__Exercise__: Restate word for word every line from the one containing "Reviewer note: every instance of the forehead" to the last line of the records below.

Data provided below:

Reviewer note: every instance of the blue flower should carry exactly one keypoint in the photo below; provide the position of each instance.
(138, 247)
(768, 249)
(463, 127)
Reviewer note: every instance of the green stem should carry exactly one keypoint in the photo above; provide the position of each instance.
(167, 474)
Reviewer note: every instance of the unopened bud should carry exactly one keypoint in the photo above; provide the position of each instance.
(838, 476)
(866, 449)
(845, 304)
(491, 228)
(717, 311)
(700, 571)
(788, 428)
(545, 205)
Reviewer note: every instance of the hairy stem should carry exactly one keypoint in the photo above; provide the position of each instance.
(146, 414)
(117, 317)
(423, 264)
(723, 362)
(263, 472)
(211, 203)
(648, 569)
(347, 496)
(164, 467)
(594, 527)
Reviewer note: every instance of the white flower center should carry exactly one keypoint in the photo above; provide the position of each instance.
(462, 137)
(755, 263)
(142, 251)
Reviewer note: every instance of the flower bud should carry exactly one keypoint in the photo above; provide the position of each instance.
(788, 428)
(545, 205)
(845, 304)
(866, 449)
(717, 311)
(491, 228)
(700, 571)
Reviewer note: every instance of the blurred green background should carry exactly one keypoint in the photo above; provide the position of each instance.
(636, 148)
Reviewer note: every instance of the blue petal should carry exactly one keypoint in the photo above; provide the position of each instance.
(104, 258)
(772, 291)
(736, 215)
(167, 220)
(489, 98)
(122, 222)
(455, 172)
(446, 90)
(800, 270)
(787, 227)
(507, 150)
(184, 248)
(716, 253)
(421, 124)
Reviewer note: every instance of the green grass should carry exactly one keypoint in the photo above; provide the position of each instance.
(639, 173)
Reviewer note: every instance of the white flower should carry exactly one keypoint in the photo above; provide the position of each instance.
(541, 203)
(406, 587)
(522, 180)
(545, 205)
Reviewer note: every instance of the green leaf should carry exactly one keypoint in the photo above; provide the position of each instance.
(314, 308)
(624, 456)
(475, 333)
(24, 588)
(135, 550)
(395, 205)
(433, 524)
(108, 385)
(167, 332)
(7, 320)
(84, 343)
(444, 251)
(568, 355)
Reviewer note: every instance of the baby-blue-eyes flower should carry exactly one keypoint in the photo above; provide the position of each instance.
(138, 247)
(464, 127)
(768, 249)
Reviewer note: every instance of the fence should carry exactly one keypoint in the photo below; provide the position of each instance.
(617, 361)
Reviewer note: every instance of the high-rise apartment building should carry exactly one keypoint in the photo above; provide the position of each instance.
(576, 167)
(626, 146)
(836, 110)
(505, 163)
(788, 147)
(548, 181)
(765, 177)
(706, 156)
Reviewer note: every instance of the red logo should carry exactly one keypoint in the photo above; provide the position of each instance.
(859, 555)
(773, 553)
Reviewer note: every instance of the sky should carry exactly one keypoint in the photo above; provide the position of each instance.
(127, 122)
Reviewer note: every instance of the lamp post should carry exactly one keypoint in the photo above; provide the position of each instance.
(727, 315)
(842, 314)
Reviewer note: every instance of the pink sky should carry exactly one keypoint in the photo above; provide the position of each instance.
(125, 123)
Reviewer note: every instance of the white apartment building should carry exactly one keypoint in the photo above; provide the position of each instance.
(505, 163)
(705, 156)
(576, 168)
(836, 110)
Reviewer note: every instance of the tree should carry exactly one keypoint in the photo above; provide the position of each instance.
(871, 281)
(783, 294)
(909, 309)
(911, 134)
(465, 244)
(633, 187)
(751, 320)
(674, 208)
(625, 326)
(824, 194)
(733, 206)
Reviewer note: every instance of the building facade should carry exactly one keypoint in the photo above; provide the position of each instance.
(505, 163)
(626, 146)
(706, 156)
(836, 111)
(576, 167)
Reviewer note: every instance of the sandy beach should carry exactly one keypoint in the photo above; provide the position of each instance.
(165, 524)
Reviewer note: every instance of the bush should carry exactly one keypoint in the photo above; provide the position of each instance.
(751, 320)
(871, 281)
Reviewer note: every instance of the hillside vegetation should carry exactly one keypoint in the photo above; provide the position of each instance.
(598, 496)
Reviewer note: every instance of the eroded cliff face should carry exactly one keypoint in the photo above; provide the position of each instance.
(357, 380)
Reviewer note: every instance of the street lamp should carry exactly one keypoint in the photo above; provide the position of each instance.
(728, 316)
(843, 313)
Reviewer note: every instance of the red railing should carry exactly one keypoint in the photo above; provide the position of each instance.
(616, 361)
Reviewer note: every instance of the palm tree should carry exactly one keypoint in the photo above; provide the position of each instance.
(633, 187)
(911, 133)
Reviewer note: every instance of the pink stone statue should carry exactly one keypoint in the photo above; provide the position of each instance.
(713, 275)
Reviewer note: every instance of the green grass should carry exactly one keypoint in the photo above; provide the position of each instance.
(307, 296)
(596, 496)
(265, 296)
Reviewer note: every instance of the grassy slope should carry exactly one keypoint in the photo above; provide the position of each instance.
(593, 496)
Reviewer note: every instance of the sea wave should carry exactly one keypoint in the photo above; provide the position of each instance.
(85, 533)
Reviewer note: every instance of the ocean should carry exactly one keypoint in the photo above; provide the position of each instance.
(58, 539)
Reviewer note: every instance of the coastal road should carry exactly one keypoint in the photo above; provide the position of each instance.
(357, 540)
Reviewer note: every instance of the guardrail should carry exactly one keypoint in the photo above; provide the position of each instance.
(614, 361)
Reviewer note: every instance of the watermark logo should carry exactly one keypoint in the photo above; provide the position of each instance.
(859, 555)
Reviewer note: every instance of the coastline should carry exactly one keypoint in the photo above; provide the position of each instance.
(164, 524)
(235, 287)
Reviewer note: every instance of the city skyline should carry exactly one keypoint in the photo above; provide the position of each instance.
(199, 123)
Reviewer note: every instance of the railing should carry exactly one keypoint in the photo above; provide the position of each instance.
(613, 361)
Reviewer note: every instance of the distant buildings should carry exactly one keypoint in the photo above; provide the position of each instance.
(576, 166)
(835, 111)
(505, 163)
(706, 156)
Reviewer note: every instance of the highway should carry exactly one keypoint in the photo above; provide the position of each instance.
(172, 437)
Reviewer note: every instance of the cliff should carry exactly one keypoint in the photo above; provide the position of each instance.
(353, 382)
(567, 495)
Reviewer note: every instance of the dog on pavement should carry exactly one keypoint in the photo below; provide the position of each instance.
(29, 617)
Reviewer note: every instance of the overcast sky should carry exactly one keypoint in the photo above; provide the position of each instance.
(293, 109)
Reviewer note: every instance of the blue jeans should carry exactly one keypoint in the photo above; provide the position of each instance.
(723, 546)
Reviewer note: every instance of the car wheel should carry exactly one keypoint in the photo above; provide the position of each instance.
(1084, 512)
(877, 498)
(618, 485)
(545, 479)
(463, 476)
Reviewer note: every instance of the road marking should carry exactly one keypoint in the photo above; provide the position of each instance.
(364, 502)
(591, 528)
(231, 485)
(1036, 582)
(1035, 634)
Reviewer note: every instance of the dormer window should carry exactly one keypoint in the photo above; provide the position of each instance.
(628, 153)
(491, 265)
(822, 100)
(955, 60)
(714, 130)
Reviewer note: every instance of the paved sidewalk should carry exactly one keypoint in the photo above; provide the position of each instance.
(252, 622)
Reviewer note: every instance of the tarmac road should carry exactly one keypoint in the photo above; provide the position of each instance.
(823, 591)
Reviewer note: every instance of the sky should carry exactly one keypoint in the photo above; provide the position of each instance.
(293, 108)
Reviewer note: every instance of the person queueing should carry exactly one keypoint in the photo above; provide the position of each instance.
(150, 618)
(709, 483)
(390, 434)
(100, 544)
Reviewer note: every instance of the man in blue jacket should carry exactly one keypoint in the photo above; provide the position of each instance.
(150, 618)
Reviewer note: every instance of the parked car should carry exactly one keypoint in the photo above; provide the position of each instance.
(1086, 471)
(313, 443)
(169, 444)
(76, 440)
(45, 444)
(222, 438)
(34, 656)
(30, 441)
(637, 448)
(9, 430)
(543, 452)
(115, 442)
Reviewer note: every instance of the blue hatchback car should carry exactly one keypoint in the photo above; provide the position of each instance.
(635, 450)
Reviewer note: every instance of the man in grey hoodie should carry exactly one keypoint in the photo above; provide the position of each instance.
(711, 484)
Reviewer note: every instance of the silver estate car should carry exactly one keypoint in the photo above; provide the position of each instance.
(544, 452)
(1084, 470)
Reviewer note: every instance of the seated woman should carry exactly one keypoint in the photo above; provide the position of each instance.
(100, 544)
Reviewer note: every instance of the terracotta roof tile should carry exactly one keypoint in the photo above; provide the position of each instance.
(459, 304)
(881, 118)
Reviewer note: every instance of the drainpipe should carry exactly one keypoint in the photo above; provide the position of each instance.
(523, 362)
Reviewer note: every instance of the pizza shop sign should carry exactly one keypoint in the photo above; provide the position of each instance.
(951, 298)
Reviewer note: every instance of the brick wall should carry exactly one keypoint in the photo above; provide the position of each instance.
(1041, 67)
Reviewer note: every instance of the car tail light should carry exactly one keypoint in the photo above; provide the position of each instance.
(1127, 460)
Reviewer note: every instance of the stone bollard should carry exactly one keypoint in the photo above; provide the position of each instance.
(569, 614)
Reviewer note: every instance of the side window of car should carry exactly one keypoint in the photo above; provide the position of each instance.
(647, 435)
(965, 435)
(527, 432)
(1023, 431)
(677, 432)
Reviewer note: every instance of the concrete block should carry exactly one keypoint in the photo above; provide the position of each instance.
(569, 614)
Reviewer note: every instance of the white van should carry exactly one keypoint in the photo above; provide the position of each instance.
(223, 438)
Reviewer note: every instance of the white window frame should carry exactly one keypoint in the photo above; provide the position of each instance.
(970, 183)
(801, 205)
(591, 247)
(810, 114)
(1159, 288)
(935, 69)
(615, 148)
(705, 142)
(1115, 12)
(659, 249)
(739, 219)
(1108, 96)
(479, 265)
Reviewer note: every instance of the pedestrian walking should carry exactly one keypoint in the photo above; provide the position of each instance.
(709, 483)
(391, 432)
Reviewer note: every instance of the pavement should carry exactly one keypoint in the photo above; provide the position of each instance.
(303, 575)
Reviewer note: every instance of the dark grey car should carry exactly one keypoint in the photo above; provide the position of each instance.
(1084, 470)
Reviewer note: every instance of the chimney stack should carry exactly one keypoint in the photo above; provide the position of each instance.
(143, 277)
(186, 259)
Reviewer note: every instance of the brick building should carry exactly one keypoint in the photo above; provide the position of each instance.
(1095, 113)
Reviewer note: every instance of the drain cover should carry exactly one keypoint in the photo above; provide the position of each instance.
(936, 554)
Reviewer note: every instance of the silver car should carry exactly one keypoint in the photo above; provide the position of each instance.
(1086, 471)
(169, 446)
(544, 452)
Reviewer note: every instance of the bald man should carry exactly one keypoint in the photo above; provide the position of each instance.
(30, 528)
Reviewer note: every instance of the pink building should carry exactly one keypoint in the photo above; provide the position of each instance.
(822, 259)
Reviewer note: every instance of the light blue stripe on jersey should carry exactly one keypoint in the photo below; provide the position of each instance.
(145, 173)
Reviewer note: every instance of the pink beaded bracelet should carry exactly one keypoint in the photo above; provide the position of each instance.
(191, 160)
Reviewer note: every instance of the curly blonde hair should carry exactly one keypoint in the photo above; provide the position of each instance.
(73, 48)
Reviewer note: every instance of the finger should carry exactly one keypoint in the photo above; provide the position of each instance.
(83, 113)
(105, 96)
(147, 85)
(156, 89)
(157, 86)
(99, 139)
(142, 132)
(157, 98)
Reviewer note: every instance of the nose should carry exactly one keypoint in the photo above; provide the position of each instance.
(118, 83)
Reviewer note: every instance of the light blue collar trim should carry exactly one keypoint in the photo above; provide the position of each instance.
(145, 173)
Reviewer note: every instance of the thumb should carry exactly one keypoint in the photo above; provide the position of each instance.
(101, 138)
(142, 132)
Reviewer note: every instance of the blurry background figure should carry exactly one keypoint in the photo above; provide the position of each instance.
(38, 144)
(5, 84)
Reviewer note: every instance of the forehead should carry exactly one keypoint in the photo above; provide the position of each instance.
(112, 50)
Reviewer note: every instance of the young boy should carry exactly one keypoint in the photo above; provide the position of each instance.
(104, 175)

End of Data provided.

__Exercise solution__:
Reviewer note: every instance of the forehead should carry exactly one keypoint in the photo above; provide the position of each instance.
(112, 50)
Reviewer note: every instance of the young boy should carry exactly one keypoint in the photo above; provide the position of each instance.
(104, 175)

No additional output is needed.